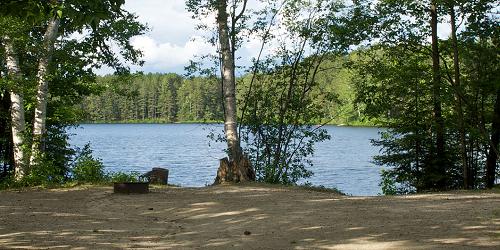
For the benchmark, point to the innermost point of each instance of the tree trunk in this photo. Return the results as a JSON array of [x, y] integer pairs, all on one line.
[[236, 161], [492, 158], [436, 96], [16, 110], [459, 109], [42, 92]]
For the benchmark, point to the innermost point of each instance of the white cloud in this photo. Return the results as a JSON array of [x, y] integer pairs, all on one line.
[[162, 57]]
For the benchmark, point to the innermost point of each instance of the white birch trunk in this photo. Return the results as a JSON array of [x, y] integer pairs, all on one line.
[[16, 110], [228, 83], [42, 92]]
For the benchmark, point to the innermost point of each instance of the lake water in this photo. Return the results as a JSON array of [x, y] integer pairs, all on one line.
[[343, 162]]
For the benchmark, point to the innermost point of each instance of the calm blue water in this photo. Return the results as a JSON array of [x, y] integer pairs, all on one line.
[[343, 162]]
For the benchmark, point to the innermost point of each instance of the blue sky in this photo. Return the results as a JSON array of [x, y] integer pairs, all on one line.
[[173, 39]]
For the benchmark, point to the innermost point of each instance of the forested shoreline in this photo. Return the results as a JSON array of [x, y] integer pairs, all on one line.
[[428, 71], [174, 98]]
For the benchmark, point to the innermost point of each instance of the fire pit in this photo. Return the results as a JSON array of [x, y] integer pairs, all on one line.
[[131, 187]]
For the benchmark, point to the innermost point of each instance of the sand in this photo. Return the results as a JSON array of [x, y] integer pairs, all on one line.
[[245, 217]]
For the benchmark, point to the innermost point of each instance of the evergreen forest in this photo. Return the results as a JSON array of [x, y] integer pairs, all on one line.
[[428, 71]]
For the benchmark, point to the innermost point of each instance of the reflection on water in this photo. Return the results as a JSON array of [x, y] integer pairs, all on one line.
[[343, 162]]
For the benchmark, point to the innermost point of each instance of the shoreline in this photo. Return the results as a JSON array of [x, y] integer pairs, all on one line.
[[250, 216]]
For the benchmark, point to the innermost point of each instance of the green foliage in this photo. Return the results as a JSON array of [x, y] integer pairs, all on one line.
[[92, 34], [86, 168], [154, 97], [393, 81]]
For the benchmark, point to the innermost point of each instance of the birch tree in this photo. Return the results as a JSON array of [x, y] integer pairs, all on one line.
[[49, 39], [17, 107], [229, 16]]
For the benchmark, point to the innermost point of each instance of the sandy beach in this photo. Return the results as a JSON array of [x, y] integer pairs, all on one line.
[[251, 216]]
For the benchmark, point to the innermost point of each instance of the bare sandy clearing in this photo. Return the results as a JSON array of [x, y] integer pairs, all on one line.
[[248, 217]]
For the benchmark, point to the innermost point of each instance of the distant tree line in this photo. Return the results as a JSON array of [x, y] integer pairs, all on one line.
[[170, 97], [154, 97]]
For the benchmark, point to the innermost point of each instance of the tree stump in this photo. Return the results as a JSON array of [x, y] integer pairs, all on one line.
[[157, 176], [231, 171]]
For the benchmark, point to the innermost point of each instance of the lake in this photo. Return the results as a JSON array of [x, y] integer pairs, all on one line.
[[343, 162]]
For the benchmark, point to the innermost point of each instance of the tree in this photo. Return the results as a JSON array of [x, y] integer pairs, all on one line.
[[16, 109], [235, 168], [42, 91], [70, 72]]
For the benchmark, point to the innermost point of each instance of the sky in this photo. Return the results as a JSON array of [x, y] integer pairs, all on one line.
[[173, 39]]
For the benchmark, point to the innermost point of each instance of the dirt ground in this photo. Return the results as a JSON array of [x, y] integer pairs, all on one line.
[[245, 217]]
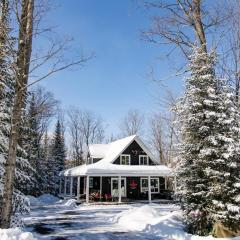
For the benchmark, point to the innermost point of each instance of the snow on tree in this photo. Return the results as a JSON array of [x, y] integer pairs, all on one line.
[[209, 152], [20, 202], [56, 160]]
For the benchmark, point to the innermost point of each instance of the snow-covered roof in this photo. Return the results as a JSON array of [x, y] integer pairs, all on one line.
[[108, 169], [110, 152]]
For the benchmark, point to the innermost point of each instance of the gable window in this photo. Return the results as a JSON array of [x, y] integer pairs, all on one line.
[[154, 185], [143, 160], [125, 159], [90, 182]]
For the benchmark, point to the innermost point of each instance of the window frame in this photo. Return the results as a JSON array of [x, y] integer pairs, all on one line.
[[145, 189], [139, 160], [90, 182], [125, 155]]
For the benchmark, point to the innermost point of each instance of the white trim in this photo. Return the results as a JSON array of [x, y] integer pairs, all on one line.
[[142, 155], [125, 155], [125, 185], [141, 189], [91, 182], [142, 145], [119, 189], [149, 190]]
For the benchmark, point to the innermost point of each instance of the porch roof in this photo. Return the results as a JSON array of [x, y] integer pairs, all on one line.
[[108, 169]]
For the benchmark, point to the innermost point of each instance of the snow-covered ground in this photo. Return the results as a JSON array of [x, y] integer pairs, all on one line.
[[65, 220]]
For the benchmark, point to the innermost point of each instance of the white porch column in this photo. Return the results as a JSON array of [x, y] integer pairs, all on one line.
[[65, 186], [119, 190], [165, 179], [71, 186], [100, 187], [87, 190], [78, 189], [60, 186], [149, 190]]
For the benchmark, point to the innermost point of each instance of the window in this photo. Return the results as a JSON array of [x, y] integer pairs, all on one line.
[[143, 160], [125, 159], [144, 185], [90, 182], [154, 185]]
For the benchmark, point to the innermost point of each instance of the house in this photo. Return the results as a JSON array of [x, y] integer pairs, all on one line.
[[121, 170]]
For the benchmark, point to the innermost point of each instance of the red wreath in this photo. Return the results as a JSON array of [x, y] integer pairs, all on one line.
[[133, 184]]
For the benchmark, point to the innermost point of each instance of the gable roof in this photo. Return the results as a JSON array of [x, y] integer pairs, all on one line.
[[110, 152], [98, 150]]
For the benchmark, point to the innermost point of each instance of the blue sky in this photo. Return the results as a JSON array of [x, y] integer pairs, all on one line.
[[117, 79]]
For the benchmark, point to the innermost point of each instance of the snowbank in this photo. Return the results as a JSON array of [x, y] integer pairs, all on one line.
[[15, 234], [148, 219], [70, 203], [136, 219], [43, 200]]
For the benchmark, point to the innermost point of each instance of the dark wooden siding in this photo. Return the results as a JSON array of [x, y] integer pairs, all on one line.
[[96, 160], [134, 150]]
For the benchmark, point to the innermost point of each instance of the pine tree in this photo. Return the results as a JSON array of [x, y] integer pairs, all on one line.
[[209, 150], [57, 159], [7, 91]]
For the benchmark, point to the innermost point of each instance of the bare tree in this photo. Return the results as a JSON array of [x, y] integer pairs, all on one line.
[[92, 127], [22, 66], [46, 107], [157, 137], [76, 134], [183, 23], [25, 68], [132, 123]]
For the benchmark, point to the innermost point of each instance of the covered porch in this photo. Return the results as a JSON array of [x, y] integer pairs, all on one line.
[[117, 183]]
• • •
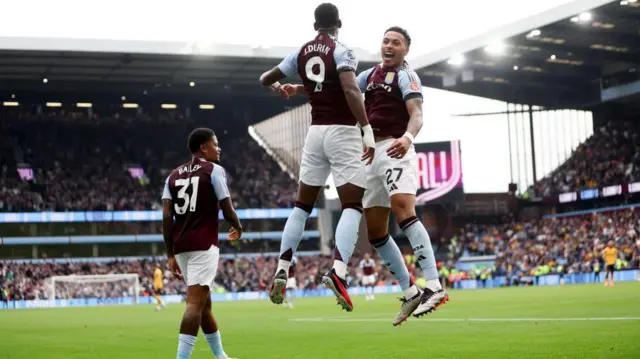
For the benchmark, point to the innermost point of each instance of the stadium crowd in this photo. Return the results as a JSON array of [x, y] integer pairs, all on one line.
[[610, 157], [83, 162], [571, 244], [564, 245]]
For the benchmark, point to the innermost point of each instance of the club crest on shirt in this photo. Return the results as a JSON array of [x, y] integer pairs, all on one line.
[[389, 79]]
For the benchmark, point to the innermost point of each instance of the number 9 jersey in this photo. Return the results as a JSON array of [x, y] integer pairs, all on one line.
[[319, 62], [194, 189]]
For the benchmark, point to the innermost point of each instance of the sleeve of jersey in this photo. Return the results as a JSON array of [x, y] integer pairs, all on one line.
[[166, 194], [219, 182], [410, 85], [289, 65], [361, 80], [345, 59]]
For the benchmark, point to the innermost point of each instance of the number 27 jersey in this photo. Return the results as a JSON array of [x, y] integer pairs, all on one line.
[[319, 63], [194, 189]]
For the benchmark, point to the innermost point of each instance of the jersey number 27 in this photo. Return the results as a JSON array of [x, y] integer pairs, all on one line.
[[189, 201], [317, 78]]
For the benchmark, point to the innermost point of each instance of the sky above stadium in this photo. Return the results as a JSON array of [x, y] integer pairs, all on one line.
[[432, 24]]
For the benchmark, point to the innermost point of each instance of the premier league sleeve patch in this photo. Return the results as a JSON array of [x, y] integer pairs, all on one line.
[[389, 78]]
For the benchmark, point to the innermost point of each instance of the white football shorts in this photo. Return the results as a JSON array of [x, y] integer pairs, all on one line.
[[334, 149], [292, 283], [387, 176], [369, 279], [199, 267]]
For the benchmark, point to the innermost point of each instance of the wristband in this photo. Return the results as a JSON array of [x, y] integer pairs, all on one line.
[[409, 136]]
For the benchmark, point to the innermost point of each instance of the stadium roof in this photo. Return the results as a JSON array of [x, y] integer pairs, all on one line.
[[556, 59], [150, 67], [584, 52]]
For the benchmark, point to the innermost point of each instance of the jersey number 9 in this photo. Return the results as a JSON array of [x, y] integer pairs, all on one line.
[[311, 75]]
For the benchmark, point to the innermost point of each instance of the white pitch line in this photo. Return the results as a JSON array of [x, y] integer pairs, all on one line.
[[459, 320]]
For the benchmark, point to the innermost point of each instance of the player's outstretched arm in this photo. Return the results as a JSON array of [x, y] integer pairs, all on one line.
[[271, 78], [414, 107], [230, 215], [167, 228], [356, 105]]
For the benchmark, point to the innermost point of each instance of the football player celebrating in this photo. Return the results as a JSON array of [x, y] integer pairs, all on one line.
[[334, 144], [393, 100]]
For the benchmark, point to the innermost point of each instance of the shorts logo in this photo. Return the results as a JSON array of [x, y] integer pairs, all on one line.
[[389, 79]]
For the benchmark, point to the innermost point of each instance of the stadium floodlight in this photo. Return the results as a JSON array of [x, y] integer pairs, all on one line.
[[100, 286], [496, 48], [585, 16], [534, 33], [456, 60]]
• • •
Reproduce the part of the material that opens with the line containing "the stadium crowd" and closes with the line containing "[[610, 157], [83, 162], [571, 244], [564, 245]]", including the requests, but shift every coordinate in the answers by 105.

For the benchmark, point to the innermost point of each instance of the stadium crowd in this photo. Return the results as a JSON array of [x, y] integer pairs, all on one line.
[[715, 262], [188, 267], [676, 349], [669, 350]]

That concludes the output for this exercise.